* [Given instruction]
Reproduce the records below from the line containing "patch on distant" up to and including the line containing "271,453,308,467", requests included, and give only those lines. Multiply each bounding-box coordinate in the answers by 1.7 and round to whole numbers, with halves rounded up.

* [Extracted information]

◆ ◆ ◆

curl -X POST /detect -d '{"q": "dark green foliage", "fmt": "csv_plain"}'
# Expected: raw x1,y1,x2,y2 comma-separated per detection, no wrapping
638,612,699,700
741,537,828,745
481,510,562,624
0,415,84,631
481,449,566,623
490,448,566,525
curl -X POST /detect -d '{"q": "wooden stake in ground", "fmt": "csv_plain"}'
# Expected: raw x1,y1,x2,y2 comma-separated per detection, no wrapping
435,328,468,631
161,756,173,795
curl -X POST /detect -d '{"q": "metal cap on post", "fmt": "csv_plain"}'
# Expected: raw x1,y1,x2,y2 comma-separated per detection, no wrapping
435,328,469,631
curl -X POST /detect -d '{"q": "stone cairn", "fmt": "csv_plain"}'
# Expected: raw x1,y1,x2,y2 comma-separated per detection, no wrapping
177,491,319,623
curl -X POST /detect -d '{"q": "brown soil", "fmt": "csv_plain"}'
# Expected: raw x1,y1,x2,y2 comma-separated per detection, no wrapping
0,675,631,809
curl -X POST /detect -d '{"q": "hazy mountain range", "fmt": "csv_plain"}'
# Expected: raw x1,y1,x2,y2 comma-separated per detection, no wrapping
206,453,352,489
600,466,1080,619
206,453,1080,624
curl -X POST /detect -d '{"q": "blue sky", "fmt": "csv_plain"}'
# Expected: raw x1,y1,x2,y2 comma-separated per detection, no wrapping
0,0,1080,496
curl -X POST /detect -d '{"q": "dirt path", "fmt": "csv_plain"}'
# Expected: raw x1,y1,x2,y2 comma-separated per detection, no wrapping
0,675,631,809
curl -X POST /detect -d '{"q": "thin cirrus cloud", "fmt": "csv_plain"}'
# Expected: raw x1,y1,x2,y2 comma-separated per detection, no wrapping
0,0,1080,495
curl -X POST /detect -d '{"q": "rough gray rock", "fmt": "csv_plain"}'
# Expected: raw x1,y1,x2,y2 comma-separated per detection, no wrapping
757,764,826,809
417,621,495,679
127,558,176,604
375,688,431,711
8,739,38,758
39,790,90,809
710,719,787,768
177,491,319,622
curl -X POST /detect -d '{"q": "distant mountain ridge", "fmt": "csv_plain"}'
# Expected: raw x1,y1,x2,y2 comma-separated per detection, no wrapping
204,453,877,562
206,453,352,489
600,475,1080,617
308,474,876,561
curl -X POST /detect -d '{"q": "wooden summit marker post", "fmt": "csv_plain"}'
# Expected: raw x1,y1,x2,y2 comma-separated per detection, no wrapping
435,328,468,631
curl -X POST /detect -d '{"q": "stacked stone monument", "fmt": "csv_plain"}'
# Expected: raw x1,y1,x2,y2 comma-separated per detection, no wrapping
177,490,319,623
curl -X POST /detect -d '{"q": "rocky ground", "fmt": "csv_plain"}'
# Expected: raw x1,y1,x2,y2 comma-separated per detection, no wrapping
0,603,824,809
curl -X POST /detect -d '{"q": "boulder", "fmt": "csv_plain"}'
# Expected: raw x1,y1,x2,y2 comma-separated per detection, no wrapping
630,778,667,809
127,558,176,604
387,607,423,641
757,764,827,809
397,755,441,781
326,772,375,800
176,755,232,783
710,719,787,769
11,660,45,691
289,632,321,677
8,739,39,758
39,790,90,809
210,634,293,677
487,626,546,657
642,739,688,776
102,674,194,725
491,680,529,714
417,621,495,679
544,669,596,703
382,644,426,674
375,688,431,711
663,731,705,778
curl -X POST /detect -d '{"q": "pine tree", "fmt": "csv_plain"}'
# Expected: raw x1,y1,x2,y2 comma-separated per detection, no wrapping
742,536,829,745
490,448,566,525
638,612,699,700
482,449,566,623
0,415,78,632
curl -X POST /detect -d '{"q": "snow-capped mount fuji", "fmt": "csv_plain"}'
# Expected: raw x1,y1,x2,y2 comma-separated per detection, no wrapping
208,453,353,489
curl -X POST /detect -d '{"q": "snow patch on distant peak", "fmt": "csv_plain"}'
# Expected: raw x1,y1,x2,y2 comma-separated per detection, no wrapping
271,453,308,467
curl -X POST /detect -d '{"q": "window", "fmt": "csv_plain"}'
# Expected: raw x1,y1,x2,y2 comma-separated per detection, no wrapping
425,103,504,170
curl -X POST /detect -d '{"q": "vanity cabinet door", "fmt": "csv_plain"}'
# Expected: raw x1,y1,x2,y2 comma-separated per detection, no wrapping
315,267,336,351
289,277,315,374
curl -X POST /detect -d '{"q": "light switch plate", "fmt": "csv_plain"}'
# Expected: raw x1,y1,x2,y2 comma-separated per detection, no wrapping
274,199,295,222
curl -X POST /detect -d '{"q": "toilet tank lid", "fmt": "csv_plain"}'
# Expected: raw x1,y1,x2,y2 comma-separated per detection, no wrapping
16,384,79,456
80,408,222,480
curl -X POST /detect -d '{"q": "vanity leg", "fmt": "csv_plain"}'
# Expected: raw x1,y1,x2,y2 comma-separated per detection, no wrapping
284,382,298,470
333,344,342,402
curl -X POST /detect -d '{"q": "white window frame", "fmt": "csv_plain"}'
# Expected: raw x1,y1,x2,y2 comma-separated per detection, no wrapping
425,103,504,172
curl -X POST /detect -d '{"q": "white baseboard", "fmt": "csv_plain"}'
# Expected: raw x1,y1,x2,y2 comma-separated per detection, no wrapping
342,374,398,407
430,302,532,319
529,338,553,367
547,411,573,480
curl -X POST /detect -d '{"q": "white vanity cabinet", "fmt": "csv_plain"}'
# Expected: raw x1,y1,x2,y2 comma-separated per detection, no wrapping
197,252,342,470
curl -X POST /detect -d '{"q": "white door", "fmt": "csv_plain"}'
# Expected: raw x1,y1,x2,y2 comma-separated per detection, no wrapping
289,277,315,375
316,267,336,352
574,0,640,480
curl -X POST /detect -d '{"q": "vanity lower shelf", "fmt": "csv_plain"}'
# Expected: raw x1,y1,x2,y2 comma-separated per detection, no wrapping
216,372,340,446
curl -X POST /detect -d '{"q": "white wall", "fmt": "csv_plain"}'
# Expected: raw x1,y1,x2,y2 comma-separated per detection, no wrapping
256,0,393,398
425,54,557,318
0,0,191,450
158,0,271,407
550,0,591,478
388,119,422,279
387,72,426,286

◆ ◆ ◆

* [Exercise result]
curl -X POST /detect -d '{"q": "snow patch on distant peak", "fmt": "csv_plain"}'
# Expected: raw x1,y1,x2,y2 comma-separated per detection, no wrapping
461,770,524,794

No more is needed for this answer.